- DIRECTION
Your task is to give the data again, exactly, with every line intact.

- ENTRIES
↓↓↓

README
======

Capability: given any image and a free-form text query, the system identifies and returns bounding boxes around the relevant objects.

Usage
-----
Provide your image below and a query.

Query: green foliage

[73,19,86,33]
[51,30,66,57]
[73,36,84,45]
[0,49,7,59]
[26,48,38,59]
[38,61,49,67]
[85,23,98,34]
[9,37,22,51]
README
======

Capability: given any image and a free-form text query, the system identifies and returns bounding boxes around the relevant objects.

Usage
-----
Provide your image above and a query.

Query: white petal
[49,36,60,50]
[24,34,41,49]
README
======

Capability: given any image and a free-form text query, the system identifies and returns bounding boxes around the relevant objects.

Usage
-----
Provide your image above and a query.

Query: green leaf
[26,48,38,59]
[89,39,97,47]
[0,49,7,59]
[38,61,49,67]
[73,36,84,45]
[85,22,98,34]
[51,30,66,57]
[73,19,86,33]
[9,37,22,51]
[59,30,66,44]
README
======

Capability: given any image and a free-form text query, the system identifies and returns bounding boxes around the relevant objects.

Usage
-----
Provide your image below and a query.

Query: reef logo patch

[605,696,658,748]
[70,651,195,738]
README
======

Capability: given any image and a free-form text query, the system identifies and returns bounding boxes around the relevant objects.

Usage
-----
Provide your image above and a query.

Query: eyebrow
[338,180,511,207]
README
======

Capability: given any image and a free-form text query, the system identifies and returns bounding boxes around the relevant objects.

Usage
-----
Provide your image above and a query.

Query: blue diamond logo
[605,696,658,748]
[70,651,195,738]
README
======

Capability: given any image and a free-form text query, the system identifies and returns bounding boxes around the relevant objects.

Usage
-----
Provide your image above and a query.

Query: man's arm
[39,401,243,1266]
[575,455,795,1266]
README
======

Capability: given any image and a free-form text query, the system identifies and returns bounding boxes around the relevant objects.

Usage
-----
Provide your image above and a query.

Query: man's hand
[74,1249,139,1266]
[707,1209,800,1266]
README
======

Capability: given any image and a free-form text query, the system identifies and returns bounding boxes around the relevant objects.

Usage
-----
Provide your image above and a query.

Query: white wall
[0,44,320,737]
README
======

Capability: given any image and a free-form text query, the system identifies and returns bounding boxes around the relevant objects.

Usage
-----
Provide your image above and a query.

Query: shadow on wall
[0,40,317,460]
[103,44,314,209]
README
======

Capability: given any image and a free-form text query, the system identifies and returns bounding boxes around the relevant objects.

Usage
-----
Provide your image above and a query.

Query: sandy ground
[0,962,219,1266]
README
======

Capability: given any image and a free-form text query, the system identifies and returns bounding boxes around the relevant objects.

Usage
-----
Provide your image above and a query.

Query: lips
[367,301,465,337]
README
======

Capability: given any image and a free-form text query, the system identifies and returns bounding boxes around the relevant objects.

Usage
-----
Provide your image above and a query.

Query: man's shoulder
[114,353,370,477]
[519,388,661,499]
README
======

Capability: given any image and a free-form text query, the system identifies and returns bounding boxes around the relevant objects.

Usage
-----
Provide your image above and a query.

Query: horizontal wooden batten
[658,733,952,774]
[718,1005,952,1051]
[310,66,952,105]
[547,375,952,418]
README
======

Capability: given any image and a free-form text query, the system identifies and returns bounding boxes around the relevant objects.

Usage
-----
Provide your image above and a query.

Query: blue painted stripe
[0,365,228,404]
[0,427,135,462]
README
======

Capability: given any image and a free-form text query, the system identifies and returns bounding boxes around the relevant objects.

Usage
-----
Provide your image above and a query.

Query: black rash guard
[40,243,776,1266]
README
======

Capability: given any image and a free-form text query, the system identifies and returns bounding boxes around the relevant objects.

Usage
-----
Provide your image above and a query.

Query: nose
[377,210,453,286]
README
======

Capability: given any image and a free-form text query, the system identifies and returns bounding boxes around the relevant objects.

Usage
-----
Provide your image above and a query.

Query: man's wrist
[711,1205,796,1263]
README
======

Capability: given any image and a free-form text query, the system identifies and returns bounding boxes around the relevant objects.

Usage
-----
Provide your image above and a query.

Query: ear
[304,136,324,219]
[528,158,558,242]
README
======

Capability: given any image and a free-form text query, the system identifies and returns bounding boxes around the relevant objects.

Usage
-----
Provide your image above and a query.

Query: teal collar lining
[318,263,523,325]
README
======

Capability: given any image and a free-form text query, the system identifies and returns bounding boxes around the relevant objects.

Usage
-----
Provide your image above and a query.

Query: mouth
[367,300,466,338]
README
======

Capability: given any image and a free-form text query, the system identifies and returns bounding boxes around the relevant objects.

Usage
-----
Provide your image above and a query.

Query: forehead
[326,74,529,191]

↑↑↑

- RESULT OF THE TASK
README
======

Capability: given any image and a free-form text query, the system identifies and returns bounding boxes around the relevant objects.

Usage
-----
Provide your image below and a query.

Query: green foliage

[73,19,86,33]
[51,30,66,57]
[73,36,84,45]
[0,49,7,59]
[26,48,38,59]
[38,61,49,67]
[85,23,98,34]
[9,37,22,51]
README
======

Capability: given any image and a free-form text query, the system identifies and returns bounding boxes around the relevant objects.

Usage
-----
Provide your image above and a query.

Query: white petal
[49,36,60,50]
[24,34,41,49]
README
======

Capability: given any image and a free-form text query, the system identifies and returns bounding boxes around the relevant objects.

Usage
-----
Provide your image above and a query.

Query: green leaf
[26,48,38,59]
[89,39,97,47]
[0,49,7,59]
[38,61,49,67]
[73,36,84,45]
[85,22,98,34]
[51,30,66,57]
[73,19,86,33]
[9,37,22,51]
[59,30,66,44]
README
======

Capability: given any image and a free-form text query, the system identifies and returns bounding boxes around the relevant objects.

Usage
-----
Provide your image below and a query.

Query: reef logo patch

[605,696,658,748]
[70,651,195,738]
README
======

Capability: given any image and a free-form text query, the system identifies and returns bounding boxes around the relevant objects.

Usage
-----
Provide your image above and a query.

Query: eyebrow
[338,180,511,207]
README
======

Capability: given any image and a free-form text query, the system identifies and returns bounding boxes around the relevant objects.

Usage
-----
Provide your image above and a query.

Query: blue diamond logo
[605,696,658,748]
[70,651,195,738]
README
======

Capability: given any image and a free-form text query, the system identifies and returns bounding boxes around the relevant objects.

Usage
-----
Provide your image above and a query.

Query: man's arm
[39,401,243,1266]
[575,455,795,1266]
README
======

Capability: given any image and a free-form text query, the system identifies and returns bounding boxes around the relevant objects.

Usage
-----
Provide your image above and a query.

Query: man's hand
[74,1249,139,1266]
[707,1209,800,1266]
README
======

Capability: given any image and a free-form text query, the system identifies and returns bounding boxes around the relevant objects.

Usage
-----
Provide your image above and a query.

Query: white wall
[0,44,320,737]
README
======

Capability: given any image and a free-form text query, the system identifies and returns bounding boxes around the relevant objects.

Usage
-----
Provide your image above and a query.

Query: shadow on wall
[0,40,317,460]
[103,44,314,209]
README
======

Capability: given any image and a free-form text query, the system identifies and returns bounding boxes around the relevant objects.

Usage
-----
Provide your image above and a query.

Query: sandy ground
[0,962,219,1266]
README
======

Capability: given any image and a free-form text query, the system identifies and returns bounding boxes around the relevant objects.

Usage
-----
Provide your image above and a query.

Query: lips
[367,301,465,337]
README
======

Capability: given any image and a free-form text query, the system identifies and returns bounding boxes around the relevant objects.

Usage
-----
Provide your image above and a query.

Query: man's shoulder
[114,353,370,477]
[519,388,661,499]
README
======

Capability: given any image and a free-form text query, the system identifies and returns bounding boxes around the relevant objects.

Usage
-----
Provide your image above and a query.

Query: horizontal wooden batten
[658,733,952,774]
[718,1005,952,1051]
[310,66,952,105]
[547,375,952,418]
README
======

Capability: given any image and a free-form text query, the system identifies and returns bounding boxes around the relevant objects.

Usage
-----
Provide your image above and a query.

Query: blue painted stripe
[0,365,228,404]
[0,427,135,462]
README
======

Capability: given any image and a free-form text query, the system identifies and returns bounding boxes around the relevant objects.

Usage
-----
Provide your image above and a query.

Query: black rash guard
[40,243,776,1266]
README
======

Capability: given any image and a free-form text query, the system identifies and returns bounding boxes around the relevant objects.

Usage
-----
Provide your image above and a query.

Query: nose
[377,210,453,286]
README
======

Capability: given any image and a free-form text query, the system identifies and returns bounding boxes around the relevant objects.

Usage
-----
Provide your image above and a query.

Query: man's wrist
[711,1205,796,1263]
README
======

Capability: given any image and a free-form text query, the system identifies and returns bounding boxes around the relevant objects.

Usage
-----
Provide your image above and a query.

Query: ear
[304,136,324,219]
[528,158,558,242]
README
======

Capability: given any image and a free-form text query, the system identifies and returns bounding boxes around the relevant objects.

Usage
-----
Provide your image above and a query.

Query: teal collar lining
[318,263,523,325]
README
======

Capability: given any image and a free-form text query, the system identifies and returns bounding boxes around the relevant objects.

Usage
-----
Provide your image above and a query.

Query: mouth
[367,300,466,338]
README
======

Capability: given any image and a free-form text query, the system identifies and returns bounding boxes around the relevant objects.

Usage
-----
Provide your image above and a query.

Query: forehead
[326,74,529,191]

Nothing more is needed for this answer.